═══ Data excerpts

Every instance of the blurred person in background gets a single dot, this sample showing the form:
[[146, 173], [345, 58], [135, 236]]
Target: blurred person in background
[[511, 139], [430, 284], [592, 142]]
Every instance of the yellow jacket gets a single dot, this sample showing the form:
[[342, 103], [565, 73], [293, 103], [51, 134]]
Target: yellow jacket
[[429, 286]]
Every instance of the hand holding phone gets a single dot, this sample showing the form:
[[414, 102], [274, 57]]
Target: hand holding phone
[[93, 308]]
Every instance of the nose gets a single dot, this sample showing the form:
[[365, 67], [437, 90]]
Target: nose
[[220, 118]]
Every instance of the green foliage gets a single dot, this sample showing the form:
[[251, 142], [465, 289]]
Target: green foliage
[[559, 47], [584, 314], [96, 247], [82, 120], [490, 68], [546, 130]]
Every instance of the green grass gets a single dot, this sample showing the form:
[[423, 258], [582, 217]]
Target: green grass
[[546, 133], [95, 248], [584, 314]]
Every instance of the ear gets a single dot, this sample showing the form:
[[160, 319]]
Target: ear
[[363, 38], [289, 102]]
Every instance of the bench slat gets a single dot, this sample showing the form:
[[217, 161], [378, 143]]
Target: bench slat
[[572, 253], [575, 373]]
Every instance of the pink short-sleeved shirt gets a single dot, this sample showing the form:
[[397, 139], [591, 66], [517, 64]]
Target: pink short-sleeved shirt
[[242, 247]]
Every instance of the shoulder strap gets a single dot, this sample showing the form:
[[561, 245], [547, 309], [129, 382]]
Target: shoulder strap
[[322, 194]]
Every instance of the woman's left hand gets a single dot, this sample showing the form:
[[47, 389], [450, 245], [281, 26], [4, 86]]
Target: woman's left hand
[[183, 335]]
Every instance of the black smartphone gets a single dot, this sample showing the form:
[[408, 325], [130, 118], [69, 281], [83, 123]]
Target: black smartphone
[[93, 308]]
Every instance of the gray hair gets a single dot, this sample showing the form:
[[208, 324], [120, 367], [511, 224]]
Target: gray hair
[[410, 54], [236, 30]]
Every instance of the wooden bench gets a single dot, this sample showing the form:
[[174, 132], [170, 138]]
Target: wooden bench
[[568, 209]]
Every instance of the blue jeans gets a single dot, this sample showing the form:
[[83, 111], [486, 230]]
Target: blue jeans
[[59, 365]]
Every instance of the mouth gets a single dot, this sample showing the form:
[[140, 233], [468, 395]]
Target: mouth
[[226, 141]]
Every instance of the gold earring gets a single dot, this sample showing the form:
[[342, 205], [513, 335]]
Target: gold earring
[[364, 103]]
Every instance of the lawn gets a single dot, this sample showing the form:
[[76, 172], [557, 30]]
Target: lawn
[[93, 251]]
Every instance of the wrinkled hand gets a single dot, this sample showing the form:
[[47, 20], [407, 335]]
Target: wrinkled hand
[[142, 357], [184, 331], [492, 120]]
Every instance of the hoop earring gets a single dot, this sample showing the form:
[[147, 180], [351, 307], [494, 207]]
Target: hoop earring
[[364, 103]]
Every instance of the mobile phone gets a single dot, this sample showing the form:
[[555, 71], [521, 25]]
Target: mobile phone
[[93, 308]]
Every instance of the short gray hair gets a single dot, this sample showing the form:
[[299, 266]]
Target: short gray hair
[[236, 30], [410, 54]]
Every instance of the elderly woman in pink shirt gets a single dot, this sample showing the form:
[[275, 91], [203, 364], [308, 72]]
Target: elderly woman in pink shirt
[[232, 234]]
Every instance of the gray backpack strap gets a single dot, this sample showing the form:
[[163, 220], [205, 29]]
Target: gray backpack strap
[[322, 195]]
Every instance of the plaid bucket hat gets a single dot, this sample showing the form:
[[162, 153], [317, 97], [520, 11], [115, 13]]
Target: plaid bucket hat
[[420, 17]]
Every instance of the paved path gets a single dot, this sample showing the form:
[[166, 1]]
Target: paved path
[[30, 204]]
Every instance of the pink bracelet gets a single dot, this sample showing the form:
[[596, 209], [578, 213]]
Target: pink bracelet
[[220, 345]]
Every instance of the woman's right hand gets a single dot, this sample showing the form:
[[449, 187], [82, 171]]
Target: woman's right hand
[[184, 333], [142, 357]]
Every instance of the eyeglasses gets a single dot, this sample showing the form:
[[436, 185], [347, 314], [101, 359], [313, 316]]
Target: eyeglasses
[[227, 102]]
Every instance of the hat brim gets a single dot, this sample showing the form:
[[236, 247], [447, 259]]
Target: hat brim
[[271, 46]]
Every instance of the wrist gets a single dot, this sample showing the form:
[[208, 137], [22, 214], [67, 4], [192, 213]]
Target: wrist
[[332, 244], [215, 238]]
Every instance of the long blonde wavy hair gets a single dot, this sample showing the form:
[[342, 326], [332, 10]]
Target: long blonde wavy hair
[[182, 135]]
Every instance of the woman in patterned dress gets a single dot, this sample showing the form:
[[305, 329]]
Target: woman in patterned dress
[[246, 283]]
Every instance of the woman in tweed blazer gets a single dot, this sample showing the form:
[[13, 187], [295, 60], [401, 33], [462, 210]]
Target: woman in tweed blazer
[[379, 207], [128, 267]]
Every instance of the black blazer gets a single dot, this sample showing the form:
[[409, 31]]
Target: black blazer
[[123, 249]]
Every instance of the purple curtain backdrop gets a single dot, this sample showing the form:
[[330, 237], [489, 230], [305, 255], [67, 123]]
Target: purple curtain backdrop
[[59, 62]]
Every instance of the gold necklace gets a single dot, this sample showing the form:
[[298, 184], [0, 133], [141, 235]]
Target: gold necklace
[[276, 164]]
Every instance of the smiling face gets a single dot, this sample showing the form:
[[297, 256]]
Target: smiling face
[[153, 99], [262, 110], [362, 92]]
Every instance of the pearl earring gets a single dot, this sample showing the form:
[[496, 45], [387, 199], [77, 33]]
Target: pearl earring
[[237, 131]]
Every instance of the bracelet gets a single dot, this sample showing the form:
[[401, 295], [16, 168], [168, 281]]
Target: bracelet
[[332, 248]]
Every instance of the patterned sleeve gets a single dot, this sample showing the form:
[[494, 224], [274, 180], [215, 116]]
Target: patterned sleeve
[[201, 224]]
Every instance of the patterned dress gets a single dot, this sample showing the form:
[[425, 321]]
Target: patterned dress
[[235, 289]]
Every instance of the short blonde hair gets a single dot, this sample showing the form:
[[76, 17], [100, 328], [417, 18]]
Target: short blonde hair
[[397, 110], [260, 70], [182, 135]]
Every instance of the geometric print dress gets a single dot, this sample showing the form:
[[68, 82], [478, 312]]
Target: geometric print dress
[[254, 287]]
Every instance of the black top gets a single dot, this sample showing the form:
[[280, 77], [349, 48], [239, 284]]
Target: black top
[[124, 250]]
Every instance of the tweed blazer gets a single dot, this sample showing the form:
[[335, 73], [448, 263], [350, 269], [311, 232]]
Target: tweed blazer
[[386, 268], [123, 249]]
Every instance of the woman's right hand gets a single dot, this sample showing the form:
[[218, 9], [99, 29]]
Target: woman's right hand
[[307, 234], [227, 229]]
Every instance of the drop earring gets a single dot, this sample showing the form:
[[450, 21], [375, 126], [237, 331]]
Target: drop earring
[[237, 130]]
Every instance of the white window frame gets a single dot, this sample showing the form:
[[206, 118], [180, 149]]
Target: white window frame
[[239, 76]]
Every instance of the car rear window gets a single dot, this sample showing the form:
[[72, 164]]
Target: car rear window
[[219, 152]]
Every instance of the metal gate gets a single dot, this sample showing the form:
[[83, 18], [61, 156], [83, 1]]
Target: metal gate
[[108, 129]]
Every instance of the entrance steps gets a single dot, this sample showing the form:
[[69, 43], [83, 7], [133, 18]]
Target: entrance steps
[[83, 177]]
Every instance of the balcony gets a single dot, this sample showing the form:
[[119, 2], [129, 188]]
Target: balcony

══════

Write out every entry above verbatim, with each line kept unchanged and in its original order.

● **Task response**
Every instance of the blurred person in background gets a single dot, this sample showing the form:
[[146, 173], [345, 58], [135, 236]]
Target: blurred person in background
[[511, 139], [430, 284], [592, 142]]
Every instance of the yellow jacket gets a single dot, this sample showing the form:
[[342, 103], [565, 73], [293, 103], [51, 134]]
Target: yellow jacket
[[429, 286]]
Every instance of the hand holding phone gets a single dot, this sample showing the form:
[[414, 102], [274, 57]]
Target: hand holding phone
[[93, 308]]
Every instance of the nose gets a single dot, this sample showing the form:
[[365, 67], [437, 90]]
Target: nose
[[220, 118]]
Every instance of the green foliage gets a single dot, this sample showing the form:
[[251, 142], [465, 289]]
Target: green foliage
[[559, 47], [584, 314], [96, 247], [82, 120], [490, 68], [546, 130]]
Every instance of the green grass gets a single dot, this sample showing the form:
[[423, 258], [582, 217]]
Target: green grass
[[546, 133], [95, 248], [584, 314]]
Every instance of the ear gets a single dot, this sample showing the form:
[[160, 319]]
Target: ear
[[363, 38], [289, 102]]
Every instance of the bench slat gets a single dot, this sample showing the form:
[[217, 161], [378, 143]]
Target: bench slat
[[572, 253], [575, 373]]
Every instance of the pink short-sleeved shirt gets a single dot, this sample showing the form:
[[397, 139], [591, 66], [517, 64]]
Target: pink short-sleeved shirt
[[242, 247]]
Every instance of the shoulder strap gets a single dot, this sample showing the form:
[[561, 245], [547, 309], [129, 382]]
Target: shoulder strap
[[322, 194]]
Every instance of the woman's left hand gets a single dot, this sample showing the form:
[[47, 389], [450, 245], [281, 26], [4, 86]]
Target: woman's left hand
[[183, 335]]
Every instance of the black smartphone gets a single dot, this sample showing the form:
[[408, 325], [130, 118], [69, 281], [83, 123]]
Target: black smartphone
[[93, 308]]
Every instance of the gray hair gets a single dot, this sample showing the form:
[[208, 324], [120, 367], [511, 224]]
Target: gray hair
[[410, 54], [236, 30]]
Every instance of the wooden bench gets a single dot, this sample showing the form:
[[174, 132], [170, 138]]
Target: wooden bench
[[568, 209]]
Every instance of the blue jeans gets a single dot, this sample showing the form:
[[83, 111], [486, 230]]
Target: blue jeans
[[59, 365]]
Every instance of the mouth gets a single dot, this sample showing the form:
[[140, 233], [468, 395]]
Target: mouth
[[226, 141]]
Every instance of the gold earring gets a single dot, this sample showing the form:
[[342, 205], [513, 335]]
Target: gold earring
[[364, 103]]
Every instance of the lawn gets a single dot, this sample showing the form:
[[76, 172], [557, 30]]
Target: lawn
[[93, 251]]
Every instance of the wrinkled hand gets a single dot, this sample showing the form:
[[47, 20], [407, 335]]
Target: wrinkled hand
[[142, 357], [184, 331], [492, 120]]
Every instance of the hoop earring gets a single dot, this sample showing the form:
[[147, 180], [351, 307], [494, 207]]
Target: hoop earring
[[364, 103]]
Every instance of the mobile phone gets a single dot, this sample showing the form:
[[555, 71], [521, 25]]
Target: mobile phone
[[93, 308]]
Every instance of the short gray hair gets a single dot, this sample showing the form:
[[299, 266]]
Target: short gray hair
[[236, 30], [410, 54]]
Every instance of the elderly woman in pink shirt gets a single dot, this sample showing the form:
[[275, 91], [203, 364], [308, 72]]
Target: elderly woman in pink shirt
[[232, 234]]
Every instance of the gray backpack strap gets a single dot, this sample showing the form:
[[163, 220], [205, 29]]
Target: gray backpack strap
[[322, 195]]
Every instance of the plaid bucket hat gets a single dot, this sample showing the form:
[[162, 153], [317, 97], [520, 11], [115, 13]]
Target: plaid bucket hat
[[420, 17]]
Every instance of the paved path gets a single dot, this sample showing the form:
[[166, 1]]
Target: paved path
[[30, 204]]
Every instance of the pink bracelet gets a single dot, this sample showing the form:
[[596, 209], [578, 213]]
Target: pink bracelet
[[220, 345]]
Every instance of the woman's right hand gets a single dot, this sample showing the form:
[[449, 187], [82, 171]]
Target: woman's right hand
[[184, 333], [142, 357]]
Every instance of the eyeglasses gets a single dot, this sample showing the form:
[[436, 185], [347, 314], [101, 359], [313, 316]]
Target: eyeglasses
[[227, 102]]
Every instance of the hat brim gets a single dot, this sample showing the form:
[[236, 247], [447, 259]]
Target: hat brim
[[271, 46]]
Every instance of the wrist gets a single dot, this sample showing the form:
[[208, 137], [22, 214], [67, 4], [192, 213]]
Target: wrist
[[332, 244], [215, 238]]
Every instance of the long blonde wavy hair gets a single dot, this sample showing the form:
[[342, 326], [332, 10]]
Target: long blonde wavy hair
[[182, 135]]
Every instance of the woman in patterned dress gets a single dot, this sample showing the form:
[[305, 329]]
Target: woman in patterned dress
[[246, 283]]
Every instance of the woman in tweed blazer gets a single dot, this sample showing the form:
[[13, 187], [295, 60], [401, 33], [462, 210]]
Target: woman in tweed blazer
[[379, 207], [128, 267]]
Every instance of the black blazer gets a single dot, this sample showing the form:
[[409, 31]]
Target: black blazer
[[123, 249]]
Every instance of the purple curtain backdrop gets a single dot, this sample showing the form:
[[330, 237], [489, 230], [305, 255], [67, 123]]
Target: purple curtain backdrop
[[59, 62]]
Every instance of the gold necklace gets a single dot, this sample showing the form:
[[298, 184], [0, 133], [141, 235]]
Target: gold necklace
[[276, 164]]
Every instance of the smiling face gets a single dot, this sample showing the form:
[[297, 256]]
Target: smiling face
[[153, 99], [262, 110], [362, 92]]
Every instance of the pearl earring gets a single dot, this sample showing the form:
[[496, 45], [387, 199], [77, 33]]
Target: pearl earring
[[237, 131]]
Every instance of the bracelet gets a single dot, this sample showing the form:
[[401, 295], [16, 168], [168, 281]]
Target: bracelet
[[332, 248]]
Every instance of the patterned sleeve gets a single dot, this sample showing the form:
[[494, 224], [274, 180], [215, 116]]
Target: patterned sleeve
[[201, 224]]
Every instance of the patterned dress gets a single dot, this sample showing the form:
[[425, 321]]
Target: patterned dress
[[235, 289]]
Every instance of the short blonde hair gets a single dot, this sample showing the form:
[[76, 17], [100, 328], [417, 18]]
Target: short blonde hair
[[397, 110], [260, 70], [182, 135]]
Every instance of the geometric print dress gets a single dot, this sample showing the form:
[[68, 82], [478, 312]]
Target: geometric print dress
[[254, 287]]
Every instance of the black top gets a single dot, this sample showing the form:
[[280, 77], [349, 48], [239, 284]]
Target: black top
[[124, 250]]
Every instance of the tweed blazer gets a single dot, this sample showing the form:
[[335, 73], [448, 263], [350, 269], [311, 232]]
Target: tweed blazer
[[386, 268], [123, 249]]
Every instance of the woman's right hand gets a single dot, this sample showing the form:
[[218, 9], [99, 29]]
Target: woman's right hand
[[307, 234], [227, 229]]
Every instance of the drop earring gets a single dot, this sample showing the form:
[[450, 21], [375, 126], [237, 331]]
Target: drop earring
[[237, 130]]
Every instance of the white window frame gets a single dot, this sample showing the form:
[[206, 118], [180, 149]]
Target: white window frame
[[239, 76]]
Every instance of the car rear window gets a single dot, this sample showing the form:
[[72, 164]]
Target: car rear window
[[219, 152]]
Every instance of the metal gate gets a single dot, this sample showing the form:
[[83, 18], [61, 156], [83, 1]]
Target: metal gate
[[108, 129]]
Every instance of the entrance steps gets a single dot, this sample showing the form:
[[69, 43], [83, 7], [133, 18]]
Target: entrance steps
[[83, 177]]
Every instance of the balcony gets a single dot, this sample showing the form:
[[119, 2], [129, 188]]
Target: balcony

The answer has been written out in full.